What to do: An image-free, word-for-word version of the records below is to be returned.

Provided data:
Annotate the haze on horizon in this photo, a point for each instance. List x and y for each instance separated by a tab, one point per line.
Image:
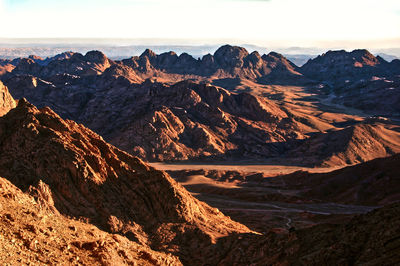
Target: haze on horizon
341	23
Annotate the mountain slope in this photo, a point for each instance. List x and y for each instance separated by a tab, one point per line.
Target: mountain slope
32	233
354	144
375	182
165	122
6	100
339	66
92	180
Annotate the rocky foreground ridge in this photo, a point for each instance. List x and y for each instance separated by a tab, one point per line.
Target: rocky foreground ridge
68	196
168	107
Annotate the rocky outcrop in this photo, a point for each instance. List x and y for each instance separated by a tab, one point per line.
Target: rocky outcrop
77	174
6	100
157	121
354	144
227	62
93	63
341	66
373	183
371	239
32	233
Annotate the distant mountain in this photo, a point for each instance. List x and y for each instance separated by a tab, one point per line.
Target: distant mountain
163	107
6	100
352	145
72	171
374	183
341	66
227	62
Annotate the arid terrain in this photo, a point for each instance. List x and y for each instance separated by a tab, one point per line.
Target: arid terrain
234	158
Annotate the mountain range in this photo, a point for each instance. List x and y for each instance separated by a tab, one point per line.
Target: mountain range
68	196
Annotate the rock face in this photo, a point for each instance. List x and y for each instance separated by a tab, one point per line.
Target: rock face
354	144
373	183
33	233
74	172
227	62
167	117
6	100
157	121
339	66
93	63
380	96
370	239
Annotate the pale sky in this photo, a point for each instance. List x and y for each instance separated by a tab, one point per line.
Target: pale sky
293	22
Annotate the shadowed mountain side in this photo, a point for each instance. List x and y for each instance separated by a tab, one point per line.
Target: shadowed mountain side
31	232
374	182
339	66
368	239
354	144
6	100
157	121
87	178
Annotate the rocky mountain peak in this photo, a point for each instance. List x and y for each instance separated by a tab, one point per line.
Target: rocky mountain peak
90	179
6	100
230	56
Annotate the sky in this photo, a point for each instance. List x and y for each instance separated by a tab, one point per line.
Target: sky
347	23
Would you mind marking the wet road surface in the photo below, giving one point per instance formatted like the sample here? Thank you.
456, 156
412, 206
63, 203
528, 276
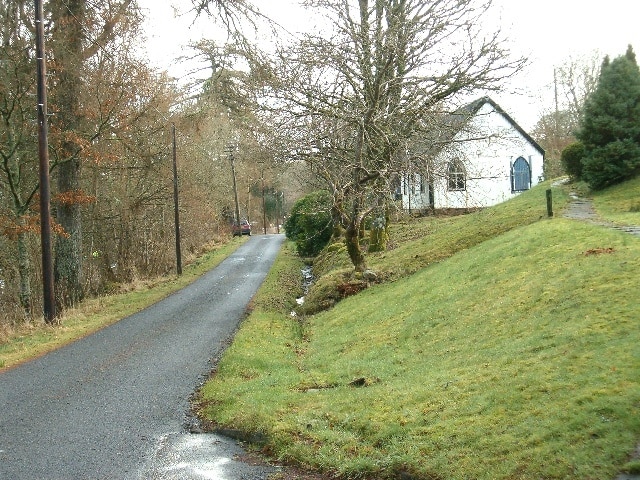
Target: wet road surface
115, 404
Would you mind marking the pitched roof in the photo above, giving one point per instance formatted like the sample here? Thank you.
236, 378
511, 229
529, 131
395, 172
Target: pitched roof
472, 108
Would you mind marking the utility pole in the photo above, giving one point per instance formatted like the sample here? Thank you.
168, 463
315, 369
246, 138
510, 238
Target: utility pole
264, 212
175, 201
49, 306
235, 186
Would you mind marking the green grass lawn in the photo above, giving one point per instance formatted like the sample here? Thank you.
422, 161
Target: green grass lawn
499, 349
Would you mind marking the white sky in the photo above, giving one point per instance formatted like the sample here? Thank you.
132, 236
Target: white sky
548, 32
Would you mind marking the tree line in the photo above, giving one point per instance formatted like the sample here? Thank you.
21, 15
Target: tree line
110, 147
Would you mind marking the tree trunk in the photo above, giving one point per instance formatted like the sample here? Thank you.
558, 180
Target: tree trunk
24, 268
352, 240
69, 20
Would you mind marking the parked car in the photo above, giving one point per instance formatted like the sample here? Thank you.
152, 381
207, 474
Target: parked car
243, 229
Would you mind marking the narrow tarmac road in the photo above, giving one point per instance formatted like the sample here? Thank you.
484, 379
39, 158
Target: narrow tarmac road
115, 404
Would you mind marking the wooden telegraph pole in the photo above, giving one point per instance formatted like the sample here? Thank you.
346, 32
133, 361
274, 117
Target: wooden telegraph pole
49, 305
176, 210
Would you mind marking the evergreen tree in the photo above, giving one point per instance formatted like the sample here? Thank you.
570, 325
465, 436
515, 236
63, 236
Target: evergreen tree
610, 129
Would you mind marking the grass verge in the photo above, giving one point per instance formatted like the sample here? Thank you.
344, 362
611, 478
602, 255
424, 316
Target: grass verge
508, 354
34, 339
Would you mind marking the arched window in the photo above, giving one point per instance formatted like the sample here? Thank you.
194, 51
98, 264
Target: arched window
456, 177
520, 175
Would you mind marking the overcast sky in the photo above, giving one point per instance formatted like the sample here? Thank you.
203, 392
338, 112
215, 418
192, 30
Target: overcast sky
548, 32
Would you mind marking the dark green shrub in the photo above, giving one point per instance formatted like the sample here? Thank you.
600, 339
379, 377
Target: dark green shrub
571, 158
610, 130
310, 223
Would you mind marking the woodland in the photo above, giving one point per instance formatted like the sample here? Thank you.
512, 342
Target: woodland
332, 111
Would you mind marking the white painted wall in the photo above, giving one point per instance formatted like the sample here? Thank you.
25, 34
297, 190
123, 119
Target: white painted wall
487, 150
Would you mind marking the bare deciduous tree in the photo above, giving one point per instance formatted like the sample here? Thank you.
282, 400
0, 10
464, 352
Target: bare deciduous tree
351, 100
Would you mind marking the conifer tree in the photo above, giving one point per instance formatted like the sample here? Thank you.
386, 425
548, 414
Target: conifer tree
610, 129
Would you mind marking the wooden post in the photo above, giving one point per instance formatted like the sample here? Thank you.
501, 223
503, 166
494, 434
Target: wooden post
43, 155
176, 210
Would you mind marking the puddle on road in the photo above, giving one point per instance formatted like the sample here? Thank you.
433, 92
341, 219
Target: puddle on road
187, 456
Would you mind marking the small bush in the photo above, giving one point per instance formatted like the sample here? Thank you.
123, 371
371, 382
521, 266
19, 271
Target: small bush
310, 223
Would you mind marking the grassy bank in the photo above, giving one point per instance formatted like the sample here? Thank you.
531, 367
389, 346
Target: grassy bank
23, 342
502, 348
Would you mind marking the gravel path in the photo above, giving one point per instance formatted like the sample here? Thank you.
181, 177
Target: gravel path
582, 209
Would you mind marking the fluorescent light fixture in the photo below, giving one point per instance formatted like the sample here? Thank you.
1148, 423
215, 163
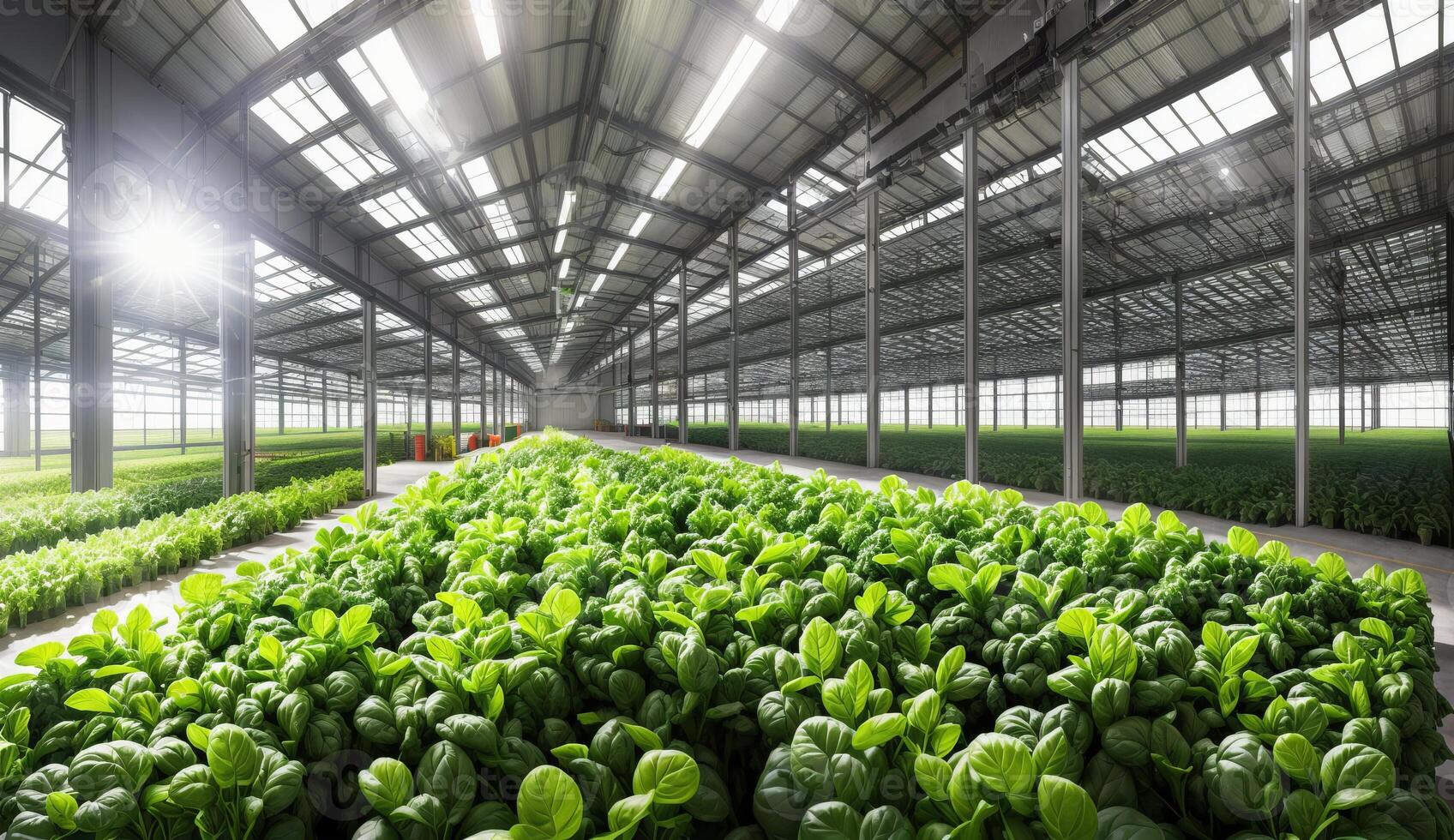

Answer space:
Annotate the haze on horizon in this photo, a point for each instance. List x and y for each instance separated by a tab, one point per line.
Image:
Target: haze on horizon
341	23
Annotate the mountain slope in this photo, a point for each instance. List x and y for each instance separated by a tab, one point per line.
Target: mountain slope
32	233
354	144
375	182
165	122
6	100
339	66
92	180
Annotate the rocky foreground ridge in this photo, a point for each instance. List x and y for each instance separated by a tab, one point per line.
Target: rocky foreground ridge
68	196
168	107
Annotate the rocky outcrop in this photo, a point for each instance. List x and y for each instance separated by a tab, one point per line.
Target: rocky outcrop
77	174
6	100
157	121
354	144
227	62
93	63
341	66
373	183
371	239
32	233
Annotate the distant mountain in this photo, a point for each instance. List x and y for each instance separated by a tab, one point per line.
Target: distant mountain
163	107
6	100
352	145
72	171
374	183
341	66
227	62
Annotate the arid terrain in this photo, a point for each instance. List x and y for each instance separated by a tab, one point per line.
Target: arid terrain
234	158
Annotate the mountain range in this photo, a point for each instance. List x and y for each instance separated by a tab, one point per line.
Target: mountain range
68	196
Annotate the rock face in this photo, a point for each instance. List x and y for each instance separated by a tab, one point per line.
Target: rock face
354	144
373	183
33	233
74	172
227	62
167	117
6	100
157	121
339	66
93	63
380	96
370	239
Annotate the pale sky in this photo, a point for each instance. List x and y for each instance separated by a tab, one point per line.
Target: pale sky
293	22
Annotate the shadowed mountain side in this photo, a point for each instance. List x and y for each instance separated by a tab, one point per line.
Target: shadowed mountain side
31	232
374	182
339	66
368	239
354	144
6	100
157	121
87	178
Annotate the rocky mountain peak in this photo, a point for each instance. List x and y for each instance separated by a tab, one point per line.
Target: rocky mountain peak
90	179
6	100
230	56
Annotate the sky in this photo, a point for each instance. List x and y for each instance separated by a tab, one point per line.
Target: sky
347	23
Would you mind marking the wet road surface in the photo below, giving one point per instance formatted like the sample here? Thank you.
456, 156
412, 206
63, 203
528, 276
Target: wet road surface
115, 404
Would you mind marking the pitched roof in the photo above, giving one point per instance formatted like the sample here? Thank you.
236, 378
511, 229
529, 131
395, 172
Target: pitched roof
472, 108
Would you mind marking the utility pole in the photo above, giving one point per instance formatted like the sample here? Thank you.
168, 463
315, 369
246, 138
510, 238
Target: utility pole
264, 212
175, 201
49, 306
235, 186
Would you mind marking the green grass lawn in the photo above, giving one point per instance formatted like the sample here? Thank you.
422, 161
Target: green grass lawn
499, 349
Would you mind marking the white sky in the photo above, giving one point per instance formatted like the sample here? Thank you.
132, 236
Target: white sky
548, 32
Would you mind marking the tree line in the photo above, giving one point per instance formatted like the sample here? Thank you.
21, 15
Target: tree line
110, 147
Would you mind marking the tree trunk in the photo above, giving one point per instance formatted like the sample here? Thank you.
558, 180
Target: tree trunk
24, 268
352, 240
69, 20
Would you mind marking the parked car in the photo above, giving one point per instance formatted like the sample here? Thank you.
152, 381
207, 474
Target: parked car
243, 229
Would you mind marking the narrow tarmac road in the photo above, giving one point per instance formatted like the sample here? Thank you.
484, 379
39, 158
Target: narrow tarmac road
115, 404
Would you mind marking the wooden telegraph pole in the photo above, giving one point per instance formatted like the sample here? Thank you.
346, 32
133, 361
274, 117
Target: wooden telegraph pole
49, 305
176, 210
Would you mind marking the evergreen tree in the photo above, giving one point per instance formatted like the sample here? Thank you.
570, 325
465, 436
515, 236
63, 236
Target: evergreen tree
610, 129
Would you mind marking the grass verge in the photo above, giving one point per instance formatted like the sample here? Thank you.
344, 362
611, 478
602, 255
424, 316
Target: grass verge
508, 354
34, 339
Would you mind marking the arched window in the photo above, giving one point per instance formatted like the sample here? Thank you.
194, 51
98, 264
Target: arched window
456, 177
520, 175
Would you mind marking the overcast sky in the photo above, giving one point per instance formatted like the sample here? Thank you.
203, 392
338, 112
215, 418
192, 30
Target: overcast sky
548, 32
Would you mind marking the dark green shrub in the photo above, giving one point per instance formatted like the sample here? Thank you.
600, 339
379, 377
Target: dark green shrub
571, 158
610, 130
310, 223
Would you mind marking the woodland in the photo above, giving one point per instance formatted like the sample here? Thank you.
512, 342
Target: woodland
332, 111
Would you mind marking the white painted wall in the photo above, giving one point per instance formatted like the sample here? Thank you.
25, 34
297, 190
123, 119
Target: white painted wall
487, 150
Would you mind marking the bare deciduous tree in the photo above, giving one point per instance formatted like the sample here? Thank you.
282, 400
0, 10
464, 352
Target: bare deciduous tree
351, 100
Would you mind marking the conifer tree in the photo above, giving one point per instance formatted like the sample here? Thank you.
386, 425
548, 414
Target: conifer tree
610, 129
Would you mind marking the wooden post in the photo above, giving one point per instance formatted like the sample here? Thank you.
501, 223
503, 166
494, 434
Target: wooden post
43, 155
176, 210
Would you mind marking the puddle on road in the photo above, giving one point per instance formatted like the sample here? Thank you.
433, 92
341, 219
Target: puddle on road
187, 456
Would you mind marking the small bush in the photo above, giving one point per instance formatted like the sample here? Thank you.
123, 371
371, 382
521, 266
19, 271
Target: small bush
310, 223
Would you mind marking the grassy bank in the photo above, giving one point per instance formatted like the sample here? Thank you.
531, 367
389, 346
Target: grassy bank
23, 342
502, 348
Would you mind marking the gravel path in the photo above, giving one point per instance formatted like the sample here? Thank you.
181, 177
Target: gravel path
582, 209
Would you mind marking the fluorescent light fixture in the photo below, giving one point per instance formatted like the sample here? Thank you.
1148, 423
215, 163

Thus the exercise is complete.